**EXERCISE:** Without including any pictures, reproduce all the lines below word for word.

**DATA SHOWN:**
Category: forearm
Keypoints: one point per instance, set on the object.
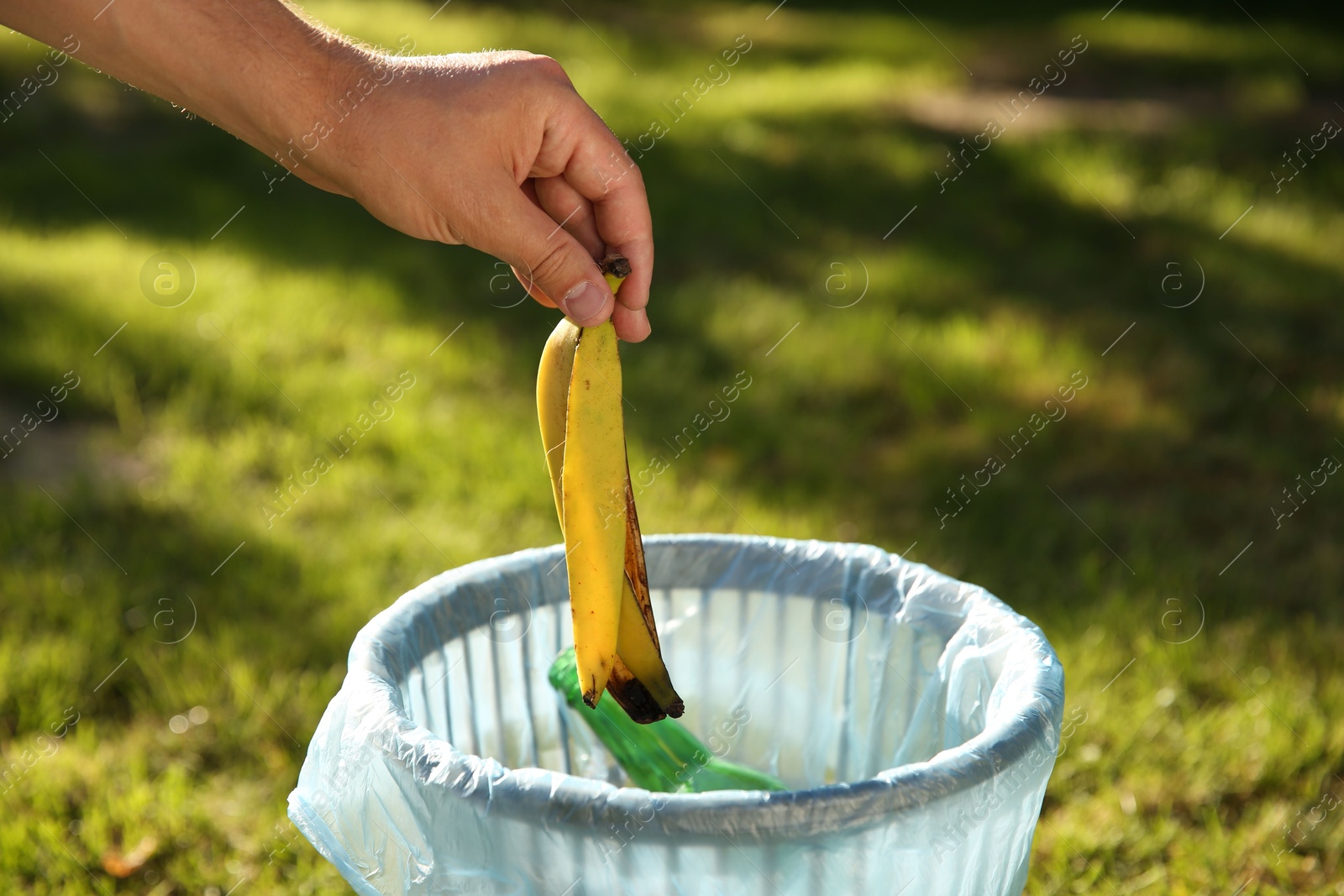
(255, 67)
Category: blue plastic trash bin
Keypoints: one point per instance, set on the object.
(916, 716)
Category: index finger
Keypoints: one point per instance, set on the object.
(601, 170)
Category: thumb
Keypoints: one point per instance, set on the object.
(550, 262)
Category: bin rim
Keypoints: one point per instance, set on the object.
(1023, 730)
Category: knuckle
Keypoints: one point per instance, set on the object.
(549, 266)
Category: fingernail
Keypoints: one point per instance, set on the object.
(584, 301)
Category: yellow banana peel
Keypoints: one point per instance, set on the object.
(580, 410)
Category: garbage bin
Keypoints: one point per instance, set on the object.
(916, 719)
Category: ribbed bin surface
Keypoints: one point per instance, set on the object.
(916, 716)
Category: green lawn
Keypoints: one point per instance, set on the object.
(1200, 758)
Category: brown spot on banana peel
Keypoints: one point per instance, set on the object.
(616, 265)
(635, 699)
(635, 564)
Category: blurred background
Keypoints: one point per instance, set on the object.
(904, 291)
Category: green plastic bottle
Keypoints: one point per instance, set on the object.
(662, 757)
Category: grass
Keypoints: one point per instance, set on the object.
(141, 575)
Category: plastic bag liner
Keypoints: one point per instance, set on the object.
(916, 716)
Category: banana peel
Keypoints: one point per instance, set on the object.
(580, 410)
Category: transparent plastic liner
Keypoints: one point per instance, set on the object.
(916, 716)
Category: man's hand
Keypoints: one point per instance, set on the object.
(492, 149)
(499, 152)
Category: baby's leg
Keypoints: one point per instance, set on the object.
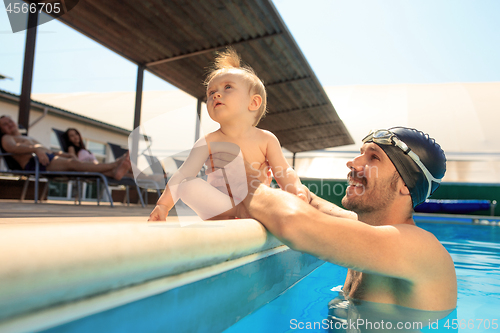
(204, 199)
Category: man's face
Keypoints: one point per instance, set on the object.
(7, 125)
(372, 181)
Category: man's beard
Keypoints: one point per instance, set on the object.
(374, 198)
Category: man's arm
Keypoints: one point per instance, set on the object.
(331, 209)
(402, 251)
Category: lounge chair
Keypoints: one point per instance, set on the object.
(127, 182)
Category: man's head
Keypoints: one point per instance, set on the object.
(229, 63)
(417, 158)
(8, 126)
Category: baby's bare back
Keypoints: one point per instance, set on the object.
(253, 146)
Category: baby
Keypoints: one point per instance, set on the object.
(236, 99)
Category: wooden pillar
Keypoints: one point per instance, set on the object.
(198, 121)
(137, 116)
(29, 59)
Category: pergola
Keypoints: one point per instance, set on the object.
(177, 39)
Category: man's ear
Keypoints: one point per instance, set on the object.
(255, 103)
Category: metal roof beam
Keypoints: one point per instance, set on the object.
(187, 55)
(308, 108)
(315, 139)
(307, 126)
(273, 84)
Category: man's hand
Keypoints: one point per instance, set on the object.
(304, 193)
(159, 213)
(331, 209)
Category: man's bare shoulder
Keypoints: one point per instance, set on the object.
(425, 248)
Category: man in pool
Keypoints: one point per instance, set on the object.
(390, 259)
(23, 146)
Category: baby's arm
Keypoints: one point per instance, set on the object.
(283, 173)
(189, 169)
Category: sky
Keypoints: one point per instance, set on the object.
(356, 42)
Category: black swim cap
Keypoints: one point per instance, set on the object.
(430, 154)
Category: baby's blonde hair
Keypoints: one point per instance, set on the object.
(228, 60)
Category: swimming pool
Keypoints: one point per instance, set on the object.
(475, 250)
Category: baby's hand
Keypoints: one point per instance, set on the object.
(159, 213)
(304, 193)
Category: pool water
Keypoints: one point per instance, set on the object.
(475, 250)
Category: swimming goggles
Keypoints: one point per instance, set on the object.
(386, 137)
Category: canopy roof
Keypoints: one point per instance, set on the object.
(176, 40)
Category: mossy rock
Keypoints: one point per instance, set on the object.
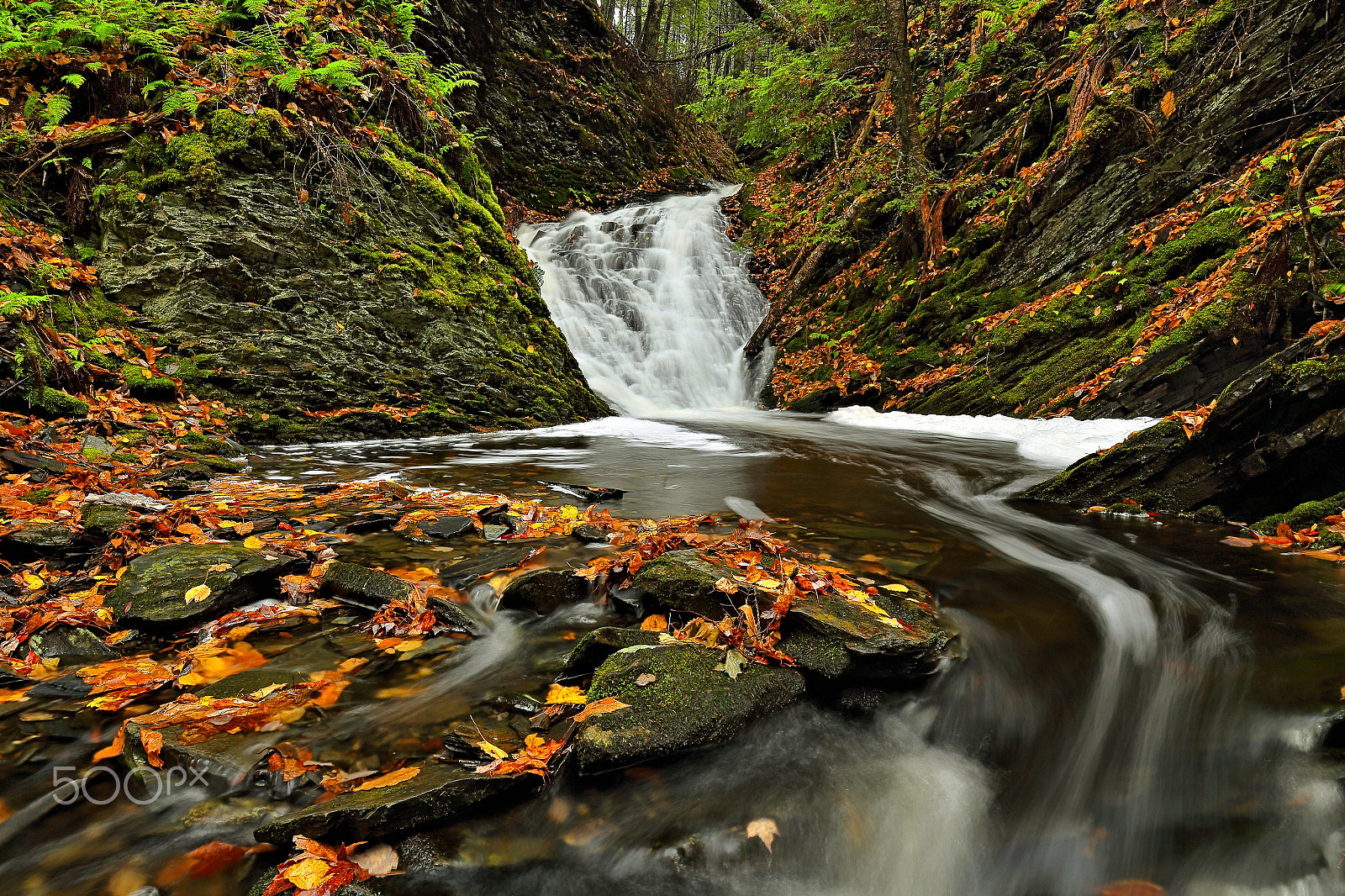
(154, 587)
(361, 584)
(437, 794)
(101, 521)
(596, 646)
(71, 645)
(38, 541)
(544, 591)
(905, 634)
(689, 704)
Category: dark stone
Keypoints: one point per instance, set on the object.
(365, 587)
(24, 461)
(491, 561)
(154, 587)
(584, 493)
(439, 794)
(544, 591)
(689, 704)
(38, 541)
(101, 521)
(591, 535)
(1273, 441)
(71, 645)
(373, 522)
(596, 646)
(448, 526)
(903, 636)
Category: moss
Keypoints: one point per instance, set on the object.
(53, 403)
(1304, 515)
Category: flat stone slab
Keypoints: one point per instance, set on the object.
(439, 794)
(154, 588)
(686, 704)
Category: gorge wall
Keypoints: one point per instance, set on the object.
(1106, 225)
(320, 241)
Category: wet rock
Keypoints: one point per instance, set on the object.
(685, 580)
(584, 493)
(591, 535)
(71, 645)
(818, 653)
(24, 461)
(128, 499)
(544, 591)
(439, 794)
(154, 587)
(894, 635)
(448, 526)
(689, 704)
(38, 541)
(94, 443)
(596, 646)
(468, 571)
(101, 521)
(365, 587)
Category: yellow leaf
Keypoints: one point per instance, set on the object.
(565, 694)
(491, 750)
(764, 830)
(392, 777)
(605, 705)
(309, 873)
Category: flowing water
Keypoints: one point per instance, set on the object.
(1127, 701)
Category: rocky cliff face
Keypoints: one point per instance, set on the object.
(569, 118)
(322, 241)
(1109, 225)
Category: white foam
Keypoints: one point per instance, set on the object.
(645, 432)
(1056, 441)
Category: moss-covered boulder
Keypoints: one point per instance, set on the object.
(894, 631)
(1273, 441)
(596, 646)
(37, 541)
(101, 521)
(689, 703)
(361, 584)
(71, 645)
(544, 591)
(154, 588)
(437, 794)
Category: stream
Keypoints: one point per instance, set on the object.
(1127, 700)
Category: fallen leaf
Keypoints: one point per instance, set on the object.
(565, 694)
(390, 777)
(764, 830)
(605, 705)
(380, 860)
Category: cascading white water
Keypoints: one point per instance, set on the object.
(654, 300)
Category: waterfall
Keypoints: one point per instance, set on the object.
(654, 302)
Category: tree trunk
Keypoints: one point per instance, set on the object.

**ANSWER TO THE PROBLEM:**
Category: forearm
Keypoints: one point per instance, set on the object.
(255, 67)
Category: blue plastic trash bin
Keypoints: one point per instance, set on the object.
(916, 716)
Category: index finger
Keypoints: one point per instance, set on the object.
(601, 170)
Category: thumb
Keypoints: one point per instance, set on the object.
(550, 262)
Category: bin rim
Keypoints: one point per instance, set on the object.
(1023, 730)
Category: knuckle
Keypoints: one point per instance, set on the object.
(549, 266)
Category: fingernail
Keypoints: one point per instance, set on the object.
(584, 301)
Category: yellow banana peel
Keypoints: one point per instance, set on the object.
(580, 410)
Category: garbage bin
Keypoints: one point per instance, set on the object.
(916, 719)
Category: ribbed bin surface
Keypoints: one point per instance, set on the object.
(916, 716)
Category: green lawn
Keypoints: one point per instance, set on the object.
(1200, 758)
Category: brown spot on banana peel
Keypoints: one point per instance, set on the object.
(616, 265)
(635, 699)
(635, 564)
Category: blurred background
Keypoints: one point per instance, set on the object.
(904, 291)
Category: green plastic bottle
Keypoints: one point per instance, set on the object.
(662, 757)
Category: grass
Keypoints: one point per instance, set on the object.
(141, 575)
Category: plastic bag liner
Keypoints: one point per instance, set on the object.
(916, 716)
Category: banana peel
Keypoints: one point per instance, set on the object.
(580, 410)
Category: transparent plastic liner
Keypoints: one point per instance, set on the object.
(916, 716)
Category: man's hand
Keypoints: one point per instance, set on the object.
(492, 149)
(499, 152)
Category: baby's leg
Keypoints: one point per instance, set on the object.
(204, 199)
Category: man's face
Keypoints: one point per instance, set on the object.
(7, 125)
(372, 181)
Category: man's beard
Keypoints: one point per instance, set on the object.
(374, 198)
Category: man's arm
Keypoints: one point per instance, set on the object.
(331, 209)
(402, 251)
Category: lounge chair
Keypoints: one point per instance, set on the object.
(127, 182)
Category: man's head
Keypoints: one point per instance, set on the object.
(229, 63)
(417, 158)
(8, 126)
Category: baby's bare back
Keypoints: one point per instance, set on the object.
(253, 146)
Category: baby
Keypoints: one point per instance, set on the object.
(236, 99)
Category: wooden pillar
Keypoints: one point per instance, set on the object.
(198, 121)
(137, 116)
(29, 59)
Category: pergola
Keypoints: one point per instance, set on the object.
(177, 39)
Category: man's ear
Keypoints: one point per instance, set on the object.
(255, 103)
Category: metal roof beam
Keypoints: one point per instance, set on the object.
(187, 55)
(308, 108)
(315, 139)
(307, 126)
(273, 84)
Category: man's hand
Keypoints: one point per instance, set on the object.
(304, 193)
(159, 213)
(331, 209)
Category: man's bare shoulder
Keypoints: one point per instance, set on the object.
(425, 248)
Category: man in pool
Keypoints: one point per instance, set on the object.
(390, 259)
(23, 146)
Category: baby's arm
Keypoints: one point per instance, set on the object.
(283, 173)
(189, 169)
Category: sky
Keypoints: one point per instance, set on the object.
(356, 42)
Category: black swim cap
Keypoints: one point per instance, set on the object.
(430, 154)
Category: baby's blonde hair
Keypoints: one point per instance, set on the object.
(228, 60)
Category: swimming pool
Keypoints: one point per instance, set on the object.
(475, 250)
Category: baby's hand
Keypoints: one point per instance, set on the object.
(159, 213)
(304, 193)
Category: pool water
Keypoints: one point per instance, set on the object.
(475, 250)
Category: swimming goggles
Keypoints: one point per instance, set on the object.
(386, 137)
Category: canopy roof
Keypoints: one point per instance, set on the object.
(176, 40)
Category: mossy rock
Keypoints: one point per instance, set on the object.
(154, 587)
(361, 584)
(437, 794)
(101, 521)
(596, 646)
(71, 645)
(38, 541)
(544, 591)
(905, 634)
(689, 704)
Category: dark stone
Keypoints: one point per instance, set on the object.
(365, 587)
(24, 461)
(491, 561)
(154, 587)
(584, 493)
(439, 794)
(544, 591)
(689, 704)
(38, 541)
(101, 521)
(591, 535)
(1273, 441)
(71, 645)
(373, 522)
(596, 646)
(448, 526)
(903, 636)
Category: moss
Keypoints: one point per instance, set on the object.
(53, 403)
(1304, 515)
Category: flat stone slab
Keypoints: one point per instance, set on the object.
(439, 794)
(154, 588)
(686, 704)
Category: gorge wall
Keypoints: one point per instance, set on the object.
(1106, 225)
(320, 241)
Category: wet rock
Keypoints: one point per instance, set on the object.
(685, 580)
(584, 493)
(591, 535)
(71, 645)
(818, 653)
(24, 461)
(128, 499)
(544, 591)
(439, 794)
(154, 587)
(894, 635)
(448, 526)
(689, 704)
(38, 541)
(94, 443)
(596, 646)
(468, 571)
(101, 521)
(365, 587)
Category: yellow leaf
Keypoints: one point per instance, set on the object.
(565, 694)
(491, 750)
(764, 830)
(392, 777)
(605, 705)
(309, 873)
Category: flowing water
Keypoints: one point per instance, set on the object.
(1127, 701)
Category: rocky cliff face
Keypoints: one point per instance, set on the object.
(569, 118)
(322, 241)
(1109, 225)
Category: white foam
Keypoints: one point per instance, set on the object.
(645, 432)
(1056, 441)
Category: moss-covered boulder
Keypoints: one point per instance, set on the object.
(894, 631)
(1273, 441)
(596, 646)
(37, 541)
(101, 521)
(689, 703)
(361, 584)
(71, 645)
(544, 591)
(154, 588)
(437, 794)
Category: stream
Keypoints: one point per instance, set on the object.
(1127, 700)
Category: fallen leaf
Keypoints: one point per instance, set on the object.
(565, 694)
(390, 777)
(764, 830)
(605, 705)
(380, 860)
Category: cascading white water
Keypoints: one point per instance, set on the object.
(654, 300)
Category: waterfall
Keypoints: one point per instance, set on the object.
(654, 302)
Category: tree trunk
Keypoints: one point per instance, set on the object.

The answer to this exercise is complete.